Message ordering details for FIFO topics - Amazon Simple Notification Service

Message ordering details for FIFO topics

An Amazon SNS FIFO topic delivers messages to subscribed Amazon SQS FIFO queues in the exact order that the messages are published to the topic. With an SQS FIFO queue, the queues' consumers receive the messages in the exact order that the messages are sent to the queue. This setup preserves end-to-end message ordering, as shown in the following example based on the FIFO topics example use case.


        Strictly ordered message delivery in an auto parts ecommerce platform.

Note that there is no implied ordering of the subscribers. The following example shows that message m1 is delivered first to the wholesale subscriber and then to the retail subscriber. Message m2 is delivered first to the retail subscriber and then to the wholesale subscriber. Though the two messages are delivered to the subscribers in a different order, message ordering is preserved for each subscriber. Each subscriber is perceived in isolation from any other subscribers.

§ **REQUEST A**
Repeat the FIFO ordering passage word for word, starting at "Message ordering details for FIFO topics - Amazon" and ending at "parts ecommerce platform.".
The listing that follows is unrelated to the FIFO ordering passage.

§ **DATA SHOWN**
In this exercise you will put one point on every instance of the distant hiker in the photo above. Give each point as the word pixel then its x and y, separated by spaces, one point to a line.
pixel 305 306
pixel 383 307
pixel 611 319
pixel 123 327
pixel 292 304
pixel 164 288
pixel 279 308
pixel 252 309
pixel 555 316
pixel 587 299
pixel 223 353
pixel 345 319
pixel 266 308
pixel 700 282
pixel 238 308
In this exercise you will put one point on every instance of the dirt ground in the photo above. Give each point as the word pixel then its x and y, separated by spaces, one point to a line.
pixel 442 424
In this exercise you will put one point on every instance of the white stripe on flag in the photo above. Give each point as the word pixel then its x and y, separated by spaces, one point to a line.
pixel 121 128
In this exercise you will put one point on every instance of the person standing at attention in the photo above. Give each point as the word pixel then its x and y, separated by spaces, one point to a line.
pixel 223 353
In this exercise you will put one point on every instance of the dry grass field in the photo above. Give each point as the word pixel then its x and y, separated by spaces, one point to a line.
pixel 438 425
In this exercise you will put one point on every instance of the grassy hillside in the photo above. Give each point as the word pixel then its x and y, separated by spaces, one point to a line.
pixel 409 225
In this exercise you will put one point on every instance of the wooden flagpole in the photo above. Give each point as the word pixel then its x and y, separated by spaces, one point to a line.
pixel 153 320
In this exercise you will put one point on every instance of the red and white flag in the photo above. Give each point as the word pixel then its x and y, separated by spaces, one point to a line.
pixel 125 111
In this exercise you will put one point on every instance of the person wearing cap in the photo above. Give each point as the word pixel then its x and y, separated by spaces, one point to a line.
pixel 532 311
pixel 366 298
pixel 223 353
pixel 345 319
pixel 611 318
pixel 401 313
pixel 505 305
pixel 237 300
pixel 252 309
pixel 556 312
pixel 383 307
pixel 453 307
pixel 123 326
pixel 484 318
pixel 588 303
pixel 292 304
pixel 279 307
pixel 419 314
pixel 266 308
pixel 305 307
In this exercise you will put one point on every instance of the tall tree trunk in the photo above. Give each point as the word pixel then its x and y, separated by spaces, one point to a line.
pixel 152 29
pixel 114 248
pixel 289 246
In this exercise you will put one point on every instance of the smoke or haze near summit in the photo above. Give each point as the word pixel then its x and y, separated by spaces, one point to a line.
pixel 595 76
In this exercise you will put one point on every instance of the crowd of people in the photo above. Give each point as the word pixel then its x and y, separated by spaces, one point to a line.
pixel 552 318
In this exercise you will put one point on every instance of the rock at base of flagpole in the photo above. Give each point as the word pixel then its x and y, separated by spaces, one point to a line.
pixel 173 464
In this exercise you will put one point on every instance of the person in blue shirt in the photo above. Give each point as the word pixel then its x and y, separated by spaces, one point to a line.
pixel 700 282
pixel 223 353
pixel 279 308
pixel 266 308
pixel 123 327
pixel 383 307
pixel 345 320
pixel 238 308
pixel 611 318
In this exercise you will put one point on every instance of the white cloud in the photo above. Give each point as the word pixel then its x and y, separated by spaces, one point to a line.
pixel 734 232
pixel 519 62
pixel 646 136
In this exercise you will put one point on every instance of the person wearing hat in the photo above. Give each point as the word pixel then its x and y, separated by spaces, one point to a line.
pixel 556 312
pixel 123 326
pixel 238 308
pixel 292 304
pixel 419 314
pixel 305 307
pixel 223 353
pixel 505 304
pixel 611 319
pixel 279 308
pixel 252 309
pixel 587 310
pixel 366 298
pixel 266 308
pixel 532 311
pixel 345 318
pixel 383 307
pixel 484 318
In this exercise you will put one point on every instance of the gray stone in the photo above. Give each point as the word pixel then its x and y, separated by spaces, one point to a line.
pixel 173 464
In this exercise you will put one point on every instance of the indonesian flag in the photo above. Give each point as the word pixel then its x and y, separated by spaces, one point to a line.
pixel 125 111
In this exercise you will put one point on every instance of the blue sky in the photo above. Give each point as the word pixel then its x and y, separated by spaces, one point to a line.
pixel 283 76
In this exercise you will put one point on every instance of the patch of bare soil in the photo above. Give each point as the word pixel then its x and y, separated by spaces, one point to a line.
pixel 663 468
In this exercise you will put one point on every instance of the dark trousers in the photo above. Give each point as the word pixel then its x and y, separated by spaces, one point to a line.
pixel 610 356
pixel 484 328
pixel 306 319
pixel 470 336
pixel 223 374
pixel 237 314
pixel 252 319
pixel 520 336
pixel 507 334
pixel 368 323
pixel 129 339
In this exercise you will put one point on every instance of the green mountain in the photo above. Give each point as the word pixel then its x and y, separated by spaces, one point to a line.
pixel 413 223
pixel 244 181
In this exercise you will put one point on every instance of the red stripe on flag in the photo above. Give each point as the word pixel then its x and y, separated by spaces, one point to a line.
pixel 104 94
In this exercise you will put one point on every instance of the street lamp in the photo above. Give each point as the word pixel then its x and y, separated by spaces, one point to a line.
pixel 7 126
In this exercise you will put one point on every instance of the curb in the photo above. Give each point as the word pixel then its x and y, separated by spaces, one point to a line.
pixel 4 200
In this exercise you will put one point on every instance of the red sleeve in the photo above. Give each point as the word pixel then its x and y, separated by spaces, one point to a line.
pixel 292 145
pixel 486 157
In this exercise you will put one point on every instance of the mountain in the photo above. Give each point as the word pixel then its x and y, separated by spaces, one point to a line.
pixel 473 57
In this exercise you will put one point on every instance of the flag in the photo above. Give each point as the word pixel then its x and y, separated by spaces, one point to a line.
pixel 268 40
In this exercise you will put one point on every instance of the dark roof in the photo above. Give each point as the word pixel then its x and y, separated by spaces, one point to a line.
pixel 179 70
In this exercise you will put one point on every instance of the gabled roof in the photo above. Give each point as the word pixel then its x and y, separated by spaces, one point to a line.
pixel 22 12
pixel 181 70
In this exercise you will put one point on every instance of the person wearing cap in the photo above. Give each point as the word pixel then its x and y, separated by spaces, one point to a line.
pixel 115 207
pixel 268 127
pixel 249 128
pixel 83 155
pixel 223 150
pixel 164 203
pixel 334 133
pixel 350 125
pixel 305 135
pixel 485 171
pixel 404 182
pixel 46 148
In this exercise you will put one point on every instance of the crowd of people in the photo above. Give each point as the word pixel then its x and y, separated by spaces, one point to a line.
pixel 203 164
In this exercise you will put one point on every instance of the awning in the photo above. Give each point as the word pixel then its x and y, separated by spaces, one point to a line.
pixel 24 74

* * *

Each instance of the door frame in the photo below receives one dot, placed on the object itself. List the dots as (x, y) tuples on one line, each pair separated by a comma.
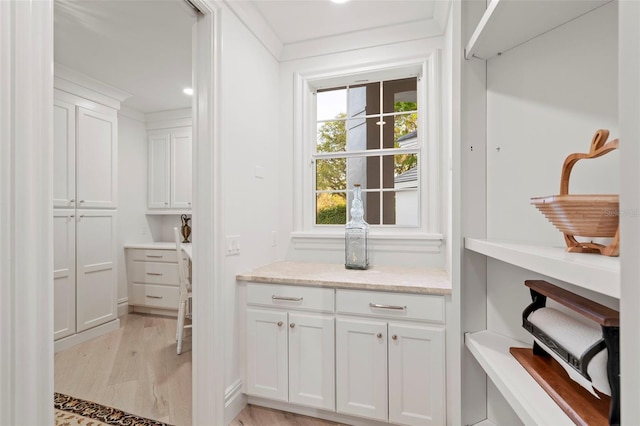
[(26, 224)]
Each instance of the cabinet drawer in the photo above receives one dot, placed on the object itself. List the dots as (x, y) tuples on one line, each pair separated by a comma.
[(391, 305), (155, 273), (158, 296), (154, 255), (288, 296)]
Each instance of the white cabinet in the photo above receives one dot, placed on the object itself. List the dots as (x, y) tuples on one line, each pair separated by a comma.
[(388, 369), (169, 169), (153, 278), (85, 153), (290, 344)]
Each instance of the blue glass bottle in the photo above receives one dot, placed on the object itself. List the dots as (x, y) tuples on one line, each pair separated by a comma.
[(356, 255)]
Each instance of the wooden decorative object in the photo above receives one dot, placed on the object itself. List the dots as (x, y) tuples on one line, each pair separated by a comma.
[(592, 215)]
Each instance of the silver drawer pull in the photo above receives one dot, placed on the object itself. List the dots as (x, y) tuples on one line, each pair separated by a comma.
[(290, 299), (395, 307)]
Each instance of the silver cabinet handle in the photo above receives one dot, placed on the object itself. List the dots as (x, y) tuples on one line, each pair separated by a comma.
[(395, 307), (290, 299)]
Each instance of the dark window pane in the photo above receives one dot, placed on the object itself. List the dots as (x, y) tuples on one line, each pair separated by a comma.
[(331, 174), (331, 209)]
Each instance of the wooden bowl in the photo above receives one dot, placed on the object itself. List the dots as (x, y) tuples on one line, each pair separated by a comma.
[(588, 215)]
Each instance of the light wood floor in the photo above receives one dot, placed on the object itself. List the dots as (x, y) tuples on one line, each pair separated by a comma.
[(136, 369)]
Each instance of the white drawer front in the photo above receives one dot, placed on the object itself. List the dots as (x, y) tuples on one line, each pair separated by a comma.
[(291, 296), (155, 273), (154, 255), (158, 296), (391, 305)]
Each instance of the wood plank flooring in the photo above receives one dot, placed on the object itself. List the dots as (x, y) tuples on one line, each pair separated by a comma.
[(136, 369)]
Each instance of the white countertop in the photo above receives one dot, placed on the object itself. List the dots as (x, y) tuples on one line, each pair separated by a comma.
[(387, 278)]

§ **REQUEST B**
Reproduce exactly only the lines of the listing starting at the line that contains "Each instance of the door" and ending at the line that contains "[(592, 215)]", with both of those lines included. Leave the pictures out of your answer.

§ **REPLY A**
Message ordering details for FIFO topics - Amazon Simple Notification Service

Message ordering details for FIFO topics

An Amazon SNS FIFO topic delivers messages to subscribed Amazon SQS FIFO queues in the exact order that the messages are published to the topic. With an SQS FIFO queue, the queues' consumers receive the messages in the exact order that the messages are sent to the queue. This setup preserves end-to-end message ordering, as shown in the following example based on the FIFO topics example use case.


        Strictly ordered message delivery in an auto parts ecommerce platform.

§ **REPLY B**
Each instance of the door frame in the photo below receives one dot, placed on the object itself. List the dots as (x, y) tuples on one line, each pair separated by a comma.
[(26, 224)]
Each instance of the cabinet drawer in the photo above receives one dot, placed on the object itself. List the dots as (x, y) tuples on one line, each pair separated by a comma.
[(391, 305), (155, 273), (158, 296), (154, 255), (288, 296)]
Each instance of the white cabinet in the photo above receives one dot, placed on the object itself. List the dots as (x, y) tuples on one line, each pair separated by a comma.
[(388, 369), (169, 169), (153, 278), (85, 153), (290, 344)]
Each instance of the blue glass bottle in the photo above receives one dot, placed on the object itself. List the dots as (x, y) tuples on one line, each pair separated by a comma.
[(356, 255)]
Each instance of the wooden decorative object in the photo above receives one dot, placed on the object itself. List the dots as (x, y) tuples on one line, each pair separated by a comma.
[(592, 215)]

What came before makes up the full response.